*Input rows:*

------------------------------------------------

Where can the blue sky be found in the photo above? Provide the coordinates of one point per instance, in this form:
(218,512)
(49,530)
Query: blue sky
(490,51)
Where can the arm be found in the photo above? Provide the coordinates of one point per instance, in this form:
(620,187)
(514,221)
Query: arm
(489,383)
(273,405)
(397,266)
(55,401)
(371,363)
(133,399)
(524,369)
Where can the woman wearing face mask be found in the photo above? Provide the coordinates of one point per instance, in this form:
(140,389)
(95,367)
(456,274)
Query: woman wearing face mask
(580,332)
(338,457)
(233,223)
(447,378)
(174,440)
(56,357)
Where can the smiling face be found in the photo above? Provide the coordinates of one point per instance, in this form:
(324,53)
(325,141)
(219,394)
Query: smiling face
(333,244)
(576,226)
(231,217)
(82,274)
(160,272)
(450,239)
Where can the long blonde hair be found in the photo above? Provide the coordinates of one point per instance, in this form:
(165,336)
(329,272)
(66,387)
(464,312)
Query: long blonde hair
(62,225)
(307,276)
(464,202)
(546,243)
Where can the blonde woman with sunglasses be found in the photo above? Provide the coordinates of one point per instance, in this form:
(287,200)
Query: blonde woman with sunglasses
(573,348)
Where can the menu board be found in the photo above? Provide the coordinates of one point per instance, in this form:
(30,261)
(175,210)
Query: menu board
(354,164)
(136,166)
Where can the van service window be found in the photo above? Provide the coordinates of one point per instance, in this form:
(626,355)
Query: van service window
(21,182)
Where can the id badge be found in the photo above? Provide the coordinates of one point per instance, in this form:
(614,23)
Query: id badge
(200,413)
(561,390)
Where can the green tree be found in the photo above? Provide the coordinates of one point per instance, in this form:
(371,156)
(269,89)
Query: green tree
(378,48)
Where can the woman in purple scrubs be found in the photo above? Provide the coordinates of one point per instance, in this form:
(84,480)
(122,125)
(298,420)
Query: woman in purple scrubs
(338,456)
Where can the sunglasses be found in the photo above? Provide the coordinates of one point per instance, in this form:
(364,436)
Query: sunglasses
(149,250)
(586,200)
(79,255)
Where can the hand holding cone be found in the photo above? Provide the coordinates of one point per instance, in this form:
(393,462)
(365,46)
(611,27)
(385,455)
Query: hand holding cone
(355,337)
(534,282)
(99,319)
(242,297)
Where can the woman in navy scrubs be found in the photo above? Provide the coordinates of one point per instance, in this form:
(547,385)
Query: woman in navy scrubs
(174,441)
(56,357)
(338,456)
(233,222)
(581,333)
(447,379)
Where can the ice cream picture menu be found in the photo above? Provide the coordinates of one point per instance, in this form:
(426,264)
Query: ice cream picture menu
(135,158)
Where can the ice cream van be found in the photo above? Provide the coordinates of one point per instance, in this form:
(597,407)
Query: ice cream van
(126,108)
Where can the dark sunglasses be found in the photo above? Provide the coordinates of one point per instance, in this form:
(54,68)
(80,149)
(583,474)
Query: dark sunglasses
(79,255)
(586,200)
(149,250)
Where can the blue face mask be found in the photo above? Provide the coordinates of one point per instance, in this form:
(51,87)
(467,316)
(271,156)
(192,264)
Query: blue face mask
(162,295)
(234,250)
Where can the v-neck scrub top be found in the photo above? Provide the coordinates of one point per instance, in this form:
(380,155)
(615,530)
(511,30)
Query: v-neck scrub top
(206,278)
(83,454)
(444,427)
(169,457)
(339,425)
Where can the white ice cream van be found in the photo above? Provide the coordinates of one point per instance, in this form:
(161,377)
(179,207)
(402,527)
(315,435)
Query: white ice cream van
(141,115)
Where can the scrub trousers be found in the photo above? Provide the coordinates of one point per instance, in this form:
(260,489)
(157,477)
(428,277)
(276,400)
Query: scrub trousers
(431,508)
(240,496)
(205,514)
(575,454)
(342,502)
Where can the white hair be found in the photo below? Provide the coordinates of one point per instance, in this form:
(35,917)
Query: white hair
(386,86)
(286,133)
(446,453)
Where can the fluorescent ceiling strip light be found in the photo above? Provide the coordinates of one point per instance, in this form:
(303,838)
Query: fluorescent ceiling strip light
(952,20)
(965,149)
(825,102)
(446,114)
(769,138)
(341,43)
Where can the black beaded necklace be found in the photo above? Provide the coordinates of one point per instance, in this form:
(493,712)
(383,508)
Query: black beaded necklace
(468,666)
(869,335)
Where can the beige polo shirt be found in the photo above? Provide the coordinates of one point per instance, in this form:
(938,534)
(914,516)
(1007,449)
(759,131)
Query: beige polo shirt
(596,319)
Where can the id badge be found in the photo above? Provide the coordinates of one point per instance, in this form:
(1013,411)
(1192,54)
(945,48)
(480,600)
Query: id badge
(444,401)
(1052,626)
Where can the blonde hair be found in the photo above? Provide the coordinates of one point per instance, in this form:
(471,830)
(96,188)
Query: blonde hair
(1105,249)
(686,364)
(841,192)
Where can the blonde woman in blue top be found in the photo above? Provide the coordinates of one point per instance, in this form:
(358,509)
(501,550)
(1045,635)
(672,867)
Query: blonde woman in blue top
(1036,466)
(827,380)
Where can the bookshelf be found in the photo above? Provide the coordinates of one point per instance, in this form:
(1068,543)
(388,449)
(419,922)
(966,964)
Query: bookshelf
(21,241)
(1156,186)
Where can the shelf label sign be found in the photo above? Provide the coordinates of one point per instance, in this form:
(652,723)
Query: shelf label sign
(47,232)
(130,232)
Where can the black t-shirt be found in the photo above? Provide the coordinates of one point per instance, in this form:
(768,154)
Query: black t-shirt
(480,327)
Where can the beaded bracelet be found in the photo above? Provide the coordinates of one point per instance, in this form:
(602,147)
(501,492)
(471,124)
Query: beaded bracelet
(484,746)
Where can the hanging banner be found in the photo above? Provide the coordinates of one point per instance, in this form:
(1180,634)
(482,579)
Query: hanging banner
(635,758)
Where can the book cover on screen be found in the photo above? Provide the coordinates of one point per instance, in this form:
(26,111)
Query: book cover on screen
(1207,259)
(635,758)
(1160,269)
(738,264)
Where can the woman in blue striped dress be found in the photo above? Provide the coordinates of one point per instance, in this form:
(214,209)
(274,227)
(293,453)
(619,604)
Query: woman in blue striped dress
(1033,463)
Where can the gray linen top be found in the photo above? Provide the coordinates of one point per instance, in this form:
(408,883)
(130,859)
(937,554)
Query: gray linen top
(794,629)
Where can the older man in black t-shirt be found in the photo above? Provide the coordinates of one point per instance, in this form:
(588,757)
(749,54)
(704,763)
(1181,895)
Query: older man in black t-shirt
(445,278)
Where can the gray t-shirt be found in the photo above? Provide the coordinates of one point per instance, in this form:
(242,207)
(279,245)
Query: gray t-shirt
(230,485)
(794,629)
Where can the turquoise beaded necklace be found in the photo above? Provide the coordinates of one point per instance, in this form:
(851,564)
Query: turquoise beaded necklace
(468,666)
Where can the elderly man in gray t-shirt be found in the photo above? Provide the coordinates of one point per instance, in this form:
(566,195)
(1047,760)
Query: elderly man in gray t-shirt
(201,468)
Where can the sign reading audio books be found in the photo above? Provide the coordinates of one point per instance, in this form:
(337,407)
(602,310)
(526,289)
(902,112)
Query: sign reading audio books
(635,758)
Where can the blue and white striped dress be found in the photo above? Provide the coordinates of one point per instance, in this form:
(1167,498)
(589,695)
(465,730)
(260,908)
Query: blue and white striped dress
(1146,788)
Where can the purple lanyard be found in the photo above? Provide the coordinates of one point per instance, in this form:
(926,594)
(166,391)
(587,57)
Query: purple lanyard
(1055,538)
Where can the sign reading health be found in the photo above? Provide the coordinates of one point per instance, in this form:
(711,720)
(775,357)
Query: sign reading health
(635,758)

------------------------------------------------

*Aim of the task:* Output each line of the data above as a string in a single JSON list, one string per line, omitting blank lines.

*Exercise solution:*
[
  "Where can the blue sky be found in the photo above? Provide the coordinates of one point per instance, in this form:",
  "(218,512)",
  "(49,530)",
  "Query: blue sky",
  "(490,51)",
  "Where can the arm be found in the photo above? Provide the coordinates of one point per instance, in this form:",
  "(620,187)",
  "(514,221)",
  "Query: arm",
  "(489,383)",
  "(273,405)",
  "(397,266)",
  "(55,401)",
  "(371,363)",
  "(133,399)",
  "(524,369)",
  "Where can the woman wearing face mask be found in the photo above? Provide the coordinates of one point per instance, in this form:",
  "(140,389)",
  "(95,367)",
  "(456,274)",
  "Query: woman wearing face mask",
  "(580,332)",
  "(338,457)",
  "(233,223)",
  "(447,378)",
  "(174,440)",
  "(56,357)",
  "Where can the smiling face be found in the photo above? Provide the coordinates of one point per instance, in this form:",
  "(324,53)",
  "(325,141)",
  "(219,394)",
  "Query: smiling face",
  "(333,244)",
  "(576,226)",
  "(231,217)",
  "(82,274)",
  "(160,272)",
  "(450,239)",
  "Where can the long blonde hair be found in the photo above? Provide the coordinates of one point per instance, in this form:",
  "(165,336)",
  "(329,272)",
  "(66,387)",
  "(464,312)",
  "Query: long blonde hair",
  "(62,225)",
  "(307,276)",
  "(464,202)",
  "(546,243)",
  "Where can the blonde woman with sunglasses be found in the photo above? Provide the coordinates of one point per instance, in this form:",
  "(287,200)",
  "Query: blonde woman with sunglasses",
  "(573,348)",
  "Where can the menu board be found in the photo above? Provide the coordinates of one point per instance, in this form:",
  "(30,261)",
  "(175,210)",
  "Query: menu board",
  "(354,164)",
  "(136,166)",
  "Where can the van service window be found in the photo above? Provide the coordinates of one point per instance, in this form:",
  "(626,355)",
  "Query: van service window",
  "(21,182)",
  "Where can the id badge be found in the photo above? Provide the coordinates of one point per instance, in this form:",
  "(614,23)",
  "Query: id badge",
  "(200,413)",
  "(561,390)",
  "Where can the green tree be found in the photo above? Provide the coordinates of one point per instance, in this form:",
  "(371,156)",
  "(269,89)",
  "Query: green tree",
  "(378,48)",
  "Where can the woman in purple scrubs be found in the photo above? Provide the coordinates of one point per instance, in this form:",
  "(84,480)",
  "(122,125)",
  "(298,420)",
  "Query: woman in purple scrubs",
  "(338,456)",
  "Where can the sunglasses be found in the photo above? Provide the coordinates of one point per instance, in this form:",
  "(364,436)",
  "Query: sunglasses",
  "(149,250)",
  "(586,200)",
  "(79,255)",
  "Where can the hand holding cone be found in the photo above? Provide the coordinates of one point per instance, in this form:",
  "(393,462)",
  "(365,46)",
  "(611,27)",
  "(385,455)",
  "Query: hand holding cone",
  "(355,337)",
  "(534,282)",
  "(99,319)",
  "(242,297)",
  "Where can the woman in navy scrubs be found in the photo above? Provide the coordinates of one point per instance, in this form:",
  "(547,385)",
  "Query: woman in navy scrubs",
  "(174,441)",
  "(56,357)",
  "(338,456)",
  "(233,222)",
  "(581,333)",
  "(447,379)",
  "Where can the ice cream picture menu be found in the photo above? Provide the coordinates of one point per instance, in this form:",
  "(426,264)",
  "Query: ice cream picture menu",
  "(135,158)",
  "Where can the ice cream van be found in the photo above? Provide the coordinates of one point per instance, in this form:",
  "(597,407)",
  "Query: ice cream van",
  "(126,108)",
  "Where can the dark sunglasses be found in the photo above? Provide the coordinates of one point per instance, in this form:",
  "(54,68)",
  "(80,149)",
  "(583,474)",
  "Query: dark sunglasses",
  "(79,255)",
  "(586,200)",
  "(149,250)",
  "Where can the blue face mask be found in the photo above? Provide the coordinates of one point per instance, in this form:",
  "(51,87)",
  "(467,316)",
  "(271,156)",
  "(192,264)",
  "Query: blue face mask",
  "(162,295)",
  "(234,250)",
  "Where can the v-neck scrub top be found in the photo above? Provide the coordinates of one point per instance, in this form:",
  "(380,155)",
  "(615,530)",
  "(511,30)",
  "Query: v-neck scrub top",
  "(206,278)",
  "(83,454)",
  "(444,427)",
  "(169,457)",
  "(339,425)",
  "Where can the white ice cream van be found in the photo above? Provide the coordinates of one point per instance, in this form:",
  "(161,377)",
  "(179,207)",
  "(402,527)",
  "(315,435)",
  "Query: white ice cream van",
  "(141,115)",
  "Where can the scrub trousers be found in the photo above? Provide the coordinates of one point per instance, in this form:",
  "(260,489)",
  "(157,477)",
  "(428,277)",
  "(276,400)",
  "Query: scrub trousers",
  "(431,508)",
  "(240,496)",
  "(205,514)",
  "(575,454)",
  "(342,502)",
  "Where can the white hair be found in the photo below? Provide the coordinates of one point per instance, in this form:",
  "(35,917)",
  "Query: white hair",
  "(386,86)",
  "(286,133)",
  "(446,453)",
  "Where can the fluorescent ceiling strip light be found in the photo above? Provide the coordinates of one point per instance, in this form:",
  "(303,838)",
  "Query: fluorescent ceiling strip light",
  "(952,20)",
  "(965,149)",
  "(825,102)",
  "(446,114)",
  "(769,138)",
  "(341,43)",
  "Where can the black beaded necklace be found in the photo above? Provide the coordinates of one point per instance, in this form:",
  "(493,712)",
  "(383,508)",
  "Query: black beaded necklace",
  "(468,666)",
  "(869,335)",
  "Where can the beige polo shirt be found in the photo above? Provide the coordinates of one point per instance, in this form:",
  "(938,534)",
  "(914,516)",
  "(1007,449)",
  "(759,131)",
  "Query: beige polo shirt",
  "(596,319)",
  "Where can the id badge be found in the photo above? Provide the coordinates of one point per instance, in this form:",
  "(1013,411)",
  "(1192,54)",
  "(945,48)",
  "(480,600)",
  "Query: id badge",
  "(444,401)",
  "(1052,626)",
  "Where can the blonde hair be found in the photo above? Provide the coordinates of one point per instance, in this form:",
  "(471,830)",
  "(96,188)",
  "Query: blonde hair",
  "(1105,249)",
  "(686,364)",
  "(841,192)",
  "Where can the blonde woman in blue top be found in the photo above? Provide the coordinates of one point per instance, in this form:",
  "(358,509)",
  "(501,550)",
  "(1045,635)",
  "(672,867)",
  "Query: blonde woman in blue top",
  "(1036,466)",
  "(827,380)",
  "Where can the bookshelf be found in the photo above? Provide the coordinates of one point per instance, in this form:",
  "(1068,543)",
  "(388,449)",
  "(419,922)",
  "(966,964)",
  "Query: bookshelf",
  "(21,241)",
  "(1156,186)",
  "Where can the shelf label sign be found in the photo above? Provide the coordinates of one point per instance, in this form:",
  "(652,723)",
  "Query: shelf label sign",
  "(47,232)",
  "(130,232)",
  "Where can the black t-shirt be found in the photo above? Provide the coordinates of one point per instance, in this form:",
  "(768,154)",
  "Query: black t-shirt",
  "(480,327)",
  "Where can the beaded bracelet be found in the photo above? Provide the coordinates of one point per instance, in this form:",
  "(602,147)",
  "(501,492)",
  "(471,124)",
  "Query: beaded bracelet",
  "(484,746)",
  "Where can the hanging banner be found in the photo above? Provide the coordinates of one point per instance, in this form:",
  "(1180,634)",
  "(482,579)",
  "Query: hanging banner",
  "(635,758)",
  "Where can the book cover on screen be found in the photo above? Provide the coordinates of one point per instance, in this form:",
  "(26,111)",
  "Query: book cover on screen",
  "(1207,259)",
  "(635,758)",
  "(1160,269)",
  "(738,264)",
  "Where can the woman in blue striped dress be found in the photo above? Provide the coordinates of one point per instance, in this form:",
  "(214,209)",
  "(274,227)",
  "(293,453)",
  "(619,604)",
  "Query: woman in blue striped dress",
  "(1033,463)",
  "Where can the gray linen top be found in the photo above? Provide the coordinates of one point per instance, in this form:",
  "(408,883)",
  "(130,859)",
  "(937,554)",
  "Query: gray linen top",
  "(794,629)",
  "Where can the older man in black t-shirt be found in the photo above? Provide the coordinates of one point per instance, in this form:",
  "(588,757)",
  "(749,54)",
  "(704,763)",
  "(1181,895)",
  "Query: older man in black t-shirt",
  "(445,278)",
  "Where can the gray t-shirt be found in the photo above? Provide the coordinates of one point per instance, in this form:",
  "(242,207)",
  "(279,245)",
  "Query: gray t-shirt",
  "(230,485)",
  "(794,629)",
  "Where can the turquoise beaded necklace be found in the photo above? Provide the coordinates of one point per instance, in this form:",
  "(851,564)",
  "Query: turquoise beaded necklace",
  "(468,666)",
  "Where can the elderly man in gray t-shirt be found in the photo above? Provide the coordinates of one point per instance, in this form:",
  "(566,195)",
  "(1047,760)",
  "Query: elderly man in gray t-shirt",
  "(201,468)",
  "Where can the sign reading audio books be found in the photo above? Provide the coordinates of one point per instance, in this form:",
  "(337,407)",
  "(602,310)",
  "(526,289)",
  "(902,112)",
  "Query: sign reading audio books",
  "(635,758)",
  "Where can the blue and white striped dress be found in the photo above? Provide the coordinates of one point per instance, in this form:",
  "(1167,498)",
  "(589,695)",
  "(465,730)",
  "(260,908)",
  "Query: blue and white striped dress",
  "(1146,788)",
  "Where can the purple lanyard be found in the photo above? Provide the coordinates of one point per instance, in this form:",
  "(926,594)",
  "(166,391)",
  "(587,57)",
  "Query: purple lanyard",
  "(1055,538)",
  "Where can the sign reading health be found in the photo above? Provide the coordinates of one point per instance, in this form:",
  "(711,720)",
  "(775,357)",
  "Query: sign reading health",
  "(635,758)"
]